## Passage provided
Dusten Brown is an honorable man and a good father. Cherokee Nation 
will continue to support Dusten, Veronica and the entire Brown family in their 
attempt to keep their family whole.”
Dusten Brown, who is currently in training with the National Guard, also issued 
the following statement:
“Our family is shocked and deeply saddened that the South Carolina 
Supreme Court has refused to allow Veronica's best interest to be 
considered. Even worse, that Court issued an order they acknowledge will cause 
my daughter to suffer harm. The Court gave its blessing to the 
transition plan offered by the Capobiancos that says upon transfer to 
them, Veronica will be 'fearful, scared, anxious, confused,'” said 
Brown.
“They say she will likely become quiet and withdrawn and may cry 
herself to sleep. That the transfer will cause 'grief' and 'loss' and 
she will feel 'rejected' by me and her family. They say it will leave 
her with many 'unanswered questions.' I will not voluntarily let my 
child go through that, no parent would. I am her father and it is my job to 
protect her. My family and I continue to pray that the justice 
system bring justice to Veronica.”
RELATED: Inseparable Sisters: Adoption Order Exacts Toll on Baby Veronica's 
Family
But legal experts acknowledged that the fight over custody of 
Veronica is not only not over, but has now moved into a whole new level 
of litigation. In spite of South Carolina's ruling yesterday, 
enforcement in Oklahoma courts will now be the focus of the case.

## Data provided
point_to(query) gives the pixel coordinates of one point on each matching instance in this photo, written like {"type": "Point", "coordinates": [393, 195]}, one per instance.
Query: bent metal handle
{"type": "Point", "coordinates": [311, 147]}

## What to produce
Reproduce the stretch of the Baby Veronica custody article from "RELATED: Inseparable Sisters: Adoption" through "of the case." word for word.

## Reply
RELATED: Inseparable Sisters: Adoption Order Exacts Toll on Baby Veronica's 
Family
But legal experts acknowledged that the fight over custody of 
Veronica is not only not over, but has now moved into a whole new level 
of litigation. In spite of South Carolina's ruling yesterday, 
enforcement in Oklahoma courts will now be the focus of the case.